---- FRAGMENTO SELECCIONADO
La izquierda se frota las manos mientras ve como su bandera de nueva Constitución empieza a ser enarbolada por otros. George Forsyth ha publicado un artículo planteando una “Constitución anticorrupción”, aunque no queda claro si se trata de un cambio total o de la introducción de un capítulo anticorrupción en la Constitución actual. Guzmán anunció que si llega al gobierno convocará a un referéndum para preguntarle al pueblo si quiere nueva Constitución. El propio presidente Sagasti ha ido variando su posición, desde una prudente que señalaba que este no era el momento, hasta su propuesta de “iniciar un proceso nacional de diálogo” que pueda sentar las bases de un posible “cambio constitucional”.

Es el populismo constitucional, irresponsable como todo populismo. Frívolo y hasta insensible, además, porque un proceso constitucional paralizaría la economía en plena necesidad absoluta y vital de recuperación, con el peligro adicional de que no se recupere ya más si es que se cambia el capítulo económico de la manera como quiere la izquierda.

La Constitución necesita reformas en el capítulo político, no en el capítulo económico, que nos ha permitido crecer y reducir la pobreza como nunca antes en la historia.

Pero anda creciendo la idea de que se trata de la partida de nacimiento de una nueva generación, que necesita incorporarse a la polis nacional con su propio proyecto, con su propia Constitución. Es el mito fundacional. La Carta Magna como un talismán que producirá un mundo nuevo, limpio, viable. Pero esa es una ilusión que ya se ha repetido 12 veces. Lo serio, lo maduro, es avanzar recogiendo lo bueno de la Constitución vigente y cambiando lo malo. Echar todo por la borda para comenzar de cero es tonto. Nos haría retroceder.

¿Nuevo paradigma?

Ese argumento viene de la mano con idea de que el paradigma de la Constitución del 93 se ha agotado y es necesario dar paso a uno nuevo, que es el que estaría implícito precisamente en las movilizaciones de la llamada “generación del bicentenario”. En lugar de ir actualizando la Constitución a las nuevas ideas y realidades con enmiendas específicas, como se hace desde hace 200 años en Estados Unidos -y como ha venido ocurriendo con nuestra Constitución que ya ha tendido 22 cambios en 27 años, convirtiéndola en un organismo vivo-, en lugar de eso, repetimos, se plantea un cambio total porque cada Constitución expresaría un nuevo paradigma.
--------
---- DATOS SIN PROCESAR
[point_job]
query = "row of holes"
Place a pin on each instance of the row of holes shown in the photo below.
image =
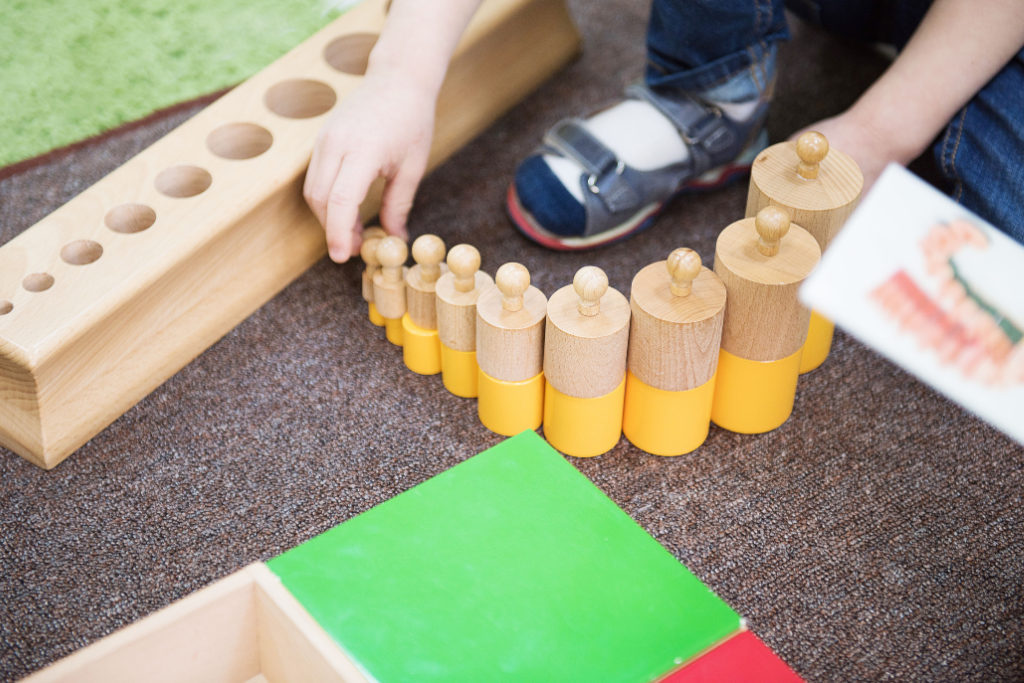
--------
Según el fragmento seleccionado, ¿qué anunció Guzmán que hará si llega al gobierno?

Convocará a un referéndum para preguntarle al pueblo si quiere una nueva Constitución.